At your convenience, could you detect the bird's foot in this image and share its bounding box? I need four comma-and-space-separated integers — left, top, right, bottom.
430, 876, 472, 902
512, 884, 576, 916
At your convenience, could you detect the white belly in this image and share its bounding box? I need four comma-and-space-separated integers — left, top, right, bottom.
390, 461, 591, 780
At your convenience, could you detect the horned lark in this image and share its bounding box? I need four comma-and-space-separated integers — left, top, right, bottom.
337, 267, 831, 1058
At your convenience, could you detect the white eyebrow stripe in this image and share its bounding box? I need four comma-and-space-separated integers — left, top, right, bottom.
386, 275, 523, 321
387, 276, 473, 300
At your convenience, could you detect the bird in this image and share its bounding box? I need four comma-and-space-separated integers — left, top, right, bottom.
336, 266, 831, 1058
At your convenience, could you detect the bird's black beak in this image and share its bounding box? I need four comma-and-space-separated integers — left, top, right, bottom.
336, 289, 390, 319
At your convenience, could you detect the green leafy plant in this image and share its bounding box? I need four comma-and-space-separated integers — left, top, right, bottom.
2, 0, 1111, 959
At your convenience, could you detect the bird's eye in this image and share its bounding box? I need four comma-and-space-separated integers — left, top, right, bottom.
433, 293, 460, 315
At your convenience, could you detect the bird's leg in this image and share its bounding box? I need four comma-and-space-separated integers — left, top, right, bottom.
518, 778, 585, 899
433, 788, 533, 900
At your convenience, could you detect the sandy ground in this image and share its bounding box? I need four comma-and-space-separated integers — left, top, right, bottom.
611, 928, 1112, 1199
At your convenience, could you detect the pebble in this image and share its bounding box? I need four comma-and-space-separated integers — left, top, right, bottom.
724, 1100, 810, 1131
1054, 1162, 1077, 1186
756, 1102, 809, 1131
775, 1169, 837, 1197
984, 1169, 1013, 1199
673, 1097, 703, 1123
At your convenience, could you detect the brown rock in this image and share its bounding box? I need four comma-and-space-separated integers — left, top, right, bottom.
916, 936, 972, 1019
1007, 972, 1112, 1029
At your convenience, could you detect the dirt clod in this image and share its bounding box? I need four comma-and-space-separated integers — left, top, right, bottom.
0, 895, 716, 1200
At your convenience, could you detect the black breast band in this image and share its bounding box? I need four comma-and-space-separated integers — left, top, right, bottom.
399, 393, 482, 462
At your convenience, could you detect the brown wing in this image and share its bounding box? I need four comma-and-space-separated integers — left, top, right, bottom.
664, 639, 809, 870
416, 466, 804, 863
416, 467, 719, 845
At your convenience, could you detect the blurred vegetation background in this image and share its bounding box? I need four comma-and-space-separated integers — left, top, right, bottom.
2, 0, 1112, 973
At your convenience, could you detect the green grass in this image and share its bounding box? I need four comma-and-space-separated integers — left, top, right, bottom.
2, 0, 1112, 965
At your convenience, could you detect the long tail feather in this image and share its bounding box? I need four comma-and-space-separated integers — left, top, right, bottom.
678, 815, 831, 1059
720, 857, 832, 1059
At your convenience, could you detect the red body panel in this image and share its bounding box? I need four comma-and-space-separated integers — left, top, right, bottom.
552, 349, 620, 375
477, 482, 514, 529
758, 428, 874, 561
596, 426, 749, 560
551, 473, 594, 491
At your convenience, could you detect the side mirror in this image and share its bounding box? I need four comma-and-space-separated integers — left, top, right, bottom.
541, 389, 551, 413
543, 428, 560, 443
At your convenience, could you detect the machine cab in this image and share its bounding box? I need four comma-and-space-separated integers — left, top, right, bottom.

——————————

Write out the whole listing above once more, exactly.

At your convenience, could you detect the bird's foot in this image and share its bounding box? I need four comma-and-space-separated integers — left, top, right, bottom.
430, 876, 472, 902
512, 884, 576, 916
At your convenience, could you detect the white belly in this image and share its bounding box? I need four comma-and-space-separated integers — left, top, right, bottom.
390, 461, 591, 780
At your convenience, could you detect the horned lark in this image and share its bounding box? I need four comma-and-space-separated integers — left, top, right, bottom.
337, 267, 831, 1058
At your convenience, could you detect the white eyebrow stripe in this image and share its bounding box? I need four comma-and-space-separated integers — left, top, right, bottom.
386, 275, 523, 321
387, 276, 473, 300
At your convenience, could you detect the bird in this image and share its bounding box? I need four comma-and-space-separated integers — left, top, right, bottom.
336, 266, 831, 1058
At your convenience, could you detect the bird's black beak in this image and share its bounding box? I need four comma-and-space-separated integers — left, top, right, bottom.
336, 289, 390, 319
At your convenience, could you detect the green leafy plant in this image and share its bounding box? I need four comma-and-space-separated integers — left, top, right, bottom.
2, 0, 1111, 959
At your convenience, could you detect the bird's eye in this image and share its bounding box? I need four comma-and-space-separated integers — left, top, right, bottom.
433, 293, 460, 315
At your convenience, could you detect the bird's leg in this image and share its bounding box? I need four comma-and-space-separated integers — left, top, right, bottom.
518, 778, 585, 899
433, 788, 533, 900
At your convenience, could you detect the sandy ground in this image and share its bounding box? I need four comma-and-space-separated integers — left, top, right, bottom.
611, 928, 1112, 1199
At your convenience, could you detect the pebble in this image and share its bounding box? I need four comma-and-space-separated integers — left, top, right, bottom.
724, 1100, 810, 1131
1054, 1162, 1077, 1186
756, 1102, 809, 1131
775, 1169, 837, 1197
984, 1169, 1013, 1199
673, 1097, 703, 1123
At your convenience, could you detect the brown rock in this image and share its bounding box? I need four comma-and-space-separated integers — left, top, right, bottom.
916, 936, 972, 1019
1007, 972, 1112, 1029
At your convenience, could you detect the dirt clod in this image and share its bounding box? I need four comma-and-space-separated integers — left, top, right, bottom.
0, 895, 716, 1200
At your convenience, could you detect the black breast band in this image and share its bounding box? I need four comma-and-space-separated integers — left, top, right, bottom.
399, 393, 482, 462
At your convenience, could you detect the brown wing in this image and share its bounding box? I need four comma-and-space-separated integers — left, top, right, bottom.
664, 639, 809, 870
416, 466, 804, 863
416, 467, 719, 845
At your convenience, could you detect the blurred vegetation background in this image and share its bounding box? I need four comma-and-space-separated integers — left, top, right, bottom.
2, 0, 1112, 973
At your convenience, could you detect the green grass in this image and share its bounding box? I need four comma-and-space-separated integers — left, top, right, bottom.
2, 0, 1112, 965
At your convenience, could you detect the long tail feather in this image and share its bounding box? I need four comma-and-space-separated integers — left, top, right, bottom.
678, 815, 831, 1059
720, 857, 832, 1059
At your convenience, could you detect the red body panel in this image and share its bounding box? I need four comma-and-space-separated integers — left, top, right, bottom.
552, 349, 620, 375
477, 482, 514, 529
758, 428, 874, 561
596, 426, 749, 560
551, 473, 594, 491
At your convenience, could you detect the side mirror in this image and share its bounding box? I need four comma-and-space-separated integers — left, top, right, bottom.
541, 389, 551, 413
543, 428, 560, 443
At your convenience, could you detect the machine cab in this image and share its bounding box? I need four comma-and-space-separated integers — left, top, right, bottom.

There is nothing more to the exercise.